[Source records]
***

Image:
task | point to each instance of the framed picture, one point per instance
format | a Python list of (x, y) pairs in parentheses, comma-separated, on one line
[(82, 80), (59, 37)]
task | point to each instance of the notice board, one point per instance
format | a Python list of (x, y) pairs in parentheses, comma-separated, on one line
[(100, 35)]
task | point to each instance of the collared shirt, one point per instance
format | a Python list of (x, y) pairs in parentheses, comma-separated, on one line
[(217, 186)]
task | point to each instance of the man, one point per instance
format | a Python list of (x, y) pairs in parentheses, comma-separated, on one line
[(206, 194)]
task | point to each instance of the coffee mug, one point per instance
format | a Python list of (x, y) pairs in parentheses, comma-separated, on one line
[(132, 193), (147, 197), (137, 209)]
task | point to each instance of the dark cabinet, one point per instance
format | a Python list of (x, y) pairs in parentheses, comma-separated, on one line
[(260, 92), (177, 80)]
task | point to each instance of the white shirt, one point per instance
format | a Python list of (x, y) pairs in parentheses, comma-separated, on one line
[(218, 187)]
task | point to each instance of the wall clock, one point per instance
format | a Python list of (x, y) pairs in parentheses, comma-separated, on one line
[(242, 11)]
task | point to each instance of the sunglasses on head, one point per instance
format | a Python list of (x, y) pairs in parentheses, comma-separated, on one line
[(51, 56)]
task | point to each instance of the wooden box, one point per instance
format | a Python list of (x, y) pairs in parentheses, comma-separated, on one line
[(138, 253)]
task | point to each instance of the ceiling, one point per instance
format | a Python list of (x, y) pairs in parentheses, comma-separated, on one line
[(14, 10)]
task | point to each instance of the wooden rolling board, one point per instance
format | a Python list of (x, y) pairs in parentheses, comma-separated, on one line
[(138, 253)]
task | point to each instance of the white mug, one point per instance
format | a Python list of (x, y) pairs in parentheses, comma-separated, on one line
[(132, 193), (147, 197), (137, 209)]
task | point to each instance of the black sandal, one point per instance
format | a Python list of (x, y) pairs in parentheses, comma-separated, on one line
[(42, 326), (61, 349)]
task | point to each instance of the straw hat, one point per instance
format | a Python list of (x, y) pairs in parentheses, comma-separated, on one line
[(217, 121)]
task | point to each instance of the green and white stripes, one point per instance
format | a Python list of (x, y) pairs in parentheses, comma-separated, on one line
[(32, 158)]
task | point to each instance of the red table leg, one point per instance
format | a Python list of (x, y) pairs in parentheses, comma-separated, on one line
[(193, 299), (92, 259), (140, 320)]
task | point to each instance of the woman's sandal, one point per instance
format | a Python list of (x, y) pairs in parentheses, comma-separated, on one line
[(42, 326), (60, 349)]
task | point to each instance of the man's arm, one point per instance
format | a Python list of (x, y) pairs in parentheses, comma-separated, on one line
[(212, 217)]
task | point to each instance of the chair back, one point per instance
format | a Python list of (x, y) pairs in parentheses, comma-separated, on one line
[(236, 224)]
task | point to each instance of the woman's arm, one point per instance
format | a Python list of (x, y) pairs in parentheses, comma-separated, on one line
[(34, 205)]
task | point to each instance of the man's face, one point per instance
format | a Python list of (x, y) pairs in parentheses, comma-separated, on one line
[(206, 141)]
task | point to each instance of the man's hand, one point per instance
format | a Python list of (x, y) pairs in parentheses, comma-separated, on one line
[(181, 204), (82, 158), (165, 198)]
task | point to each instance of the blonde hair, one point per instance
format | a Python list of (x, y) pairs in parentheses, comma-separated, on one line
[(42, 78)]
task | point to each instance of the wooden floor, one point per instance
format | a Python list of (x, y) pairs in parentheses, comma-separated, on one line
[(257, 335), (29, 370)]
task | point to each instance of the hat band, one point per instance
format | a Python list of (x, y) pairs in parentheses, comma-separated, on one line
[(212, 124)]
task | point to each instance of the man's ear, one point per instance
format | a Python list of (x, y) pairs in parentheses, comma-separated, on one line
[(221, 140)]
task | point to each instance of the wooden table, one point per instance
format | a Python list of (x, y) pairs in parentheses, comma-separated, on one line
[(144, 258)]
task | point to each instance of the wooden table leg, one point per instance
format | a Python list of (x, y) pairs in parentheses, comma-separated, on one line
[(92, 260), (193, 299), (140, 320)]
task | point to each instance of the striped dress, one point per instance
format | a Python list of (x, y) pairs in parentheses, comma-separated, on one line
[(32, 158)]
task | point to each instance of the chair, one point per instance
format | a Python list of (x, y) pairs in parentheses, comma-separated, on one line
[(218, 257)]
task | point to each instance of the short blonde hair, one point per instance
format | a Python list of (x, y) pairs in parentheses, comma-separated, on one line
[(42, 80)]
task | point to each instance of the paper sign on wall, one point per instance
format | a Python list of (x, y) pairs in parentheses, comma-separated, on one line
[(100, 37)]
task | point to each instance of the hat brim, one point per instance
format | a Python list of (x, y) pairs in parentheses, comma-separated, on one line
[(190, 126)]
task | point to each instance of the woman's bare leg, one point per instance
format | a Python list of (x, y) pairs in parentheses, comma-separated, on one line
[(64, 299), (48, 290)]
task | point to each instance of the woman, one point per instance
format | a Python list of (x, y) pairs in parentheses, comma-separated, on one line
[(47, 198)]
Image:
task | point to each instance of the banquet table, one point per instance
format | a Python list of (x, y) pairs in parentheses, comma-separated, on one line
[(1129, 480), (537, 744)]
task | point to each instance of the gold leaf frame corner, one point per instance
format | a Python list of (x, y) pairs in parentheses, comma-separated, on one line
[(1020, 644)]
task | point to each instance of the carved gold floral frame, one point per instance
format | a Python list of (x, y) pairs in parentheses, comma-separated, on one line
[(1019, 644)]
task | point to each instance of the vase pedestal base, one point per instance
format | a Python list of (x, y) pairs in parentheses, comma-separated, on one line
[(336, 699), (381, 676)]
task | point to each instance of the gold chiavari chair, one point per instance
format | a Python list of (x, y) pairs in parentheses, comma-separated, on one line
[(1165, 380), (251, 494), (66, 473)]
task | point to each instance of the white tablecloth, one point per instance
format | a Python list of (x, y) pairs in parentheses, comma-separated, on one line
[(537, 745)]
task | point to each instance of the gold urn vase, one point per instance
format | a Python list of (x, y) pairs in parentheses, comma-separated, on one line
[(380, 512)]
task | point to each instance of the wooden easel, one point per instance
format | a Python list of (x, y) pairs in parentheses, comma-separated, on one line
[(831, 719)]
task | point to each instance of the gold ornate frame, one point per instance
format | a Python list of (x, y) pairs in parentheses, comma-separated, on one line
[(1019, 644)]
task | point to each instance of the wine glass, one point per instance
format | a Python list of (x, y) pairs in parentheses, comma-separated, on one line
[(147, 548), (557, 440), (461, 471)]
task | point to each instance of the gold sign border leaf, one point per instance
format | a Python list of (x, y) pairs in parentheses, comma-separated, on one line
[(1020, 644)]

***

*Task objective*: Copy out only the lines from the one holding "task | point to each instance of the carved" through the one holding "[(336, 699), (381, 676)]", inclusive, changing "floral" to "scrolled" and keeping everything else the same.

*Full output*:
task | point to each instance of the carved gold scrolled frame, one point per instance
format | a Python list of (x, y) pairs in parentheses, comma-separated, on one line
[(1019, 644)]
task | point to each instance of the vase pedestal base, one point per instance
format | a Python list of (x, y) pairs in parentheses, comma-separated, on one line
[(336, 699), (381, 676)]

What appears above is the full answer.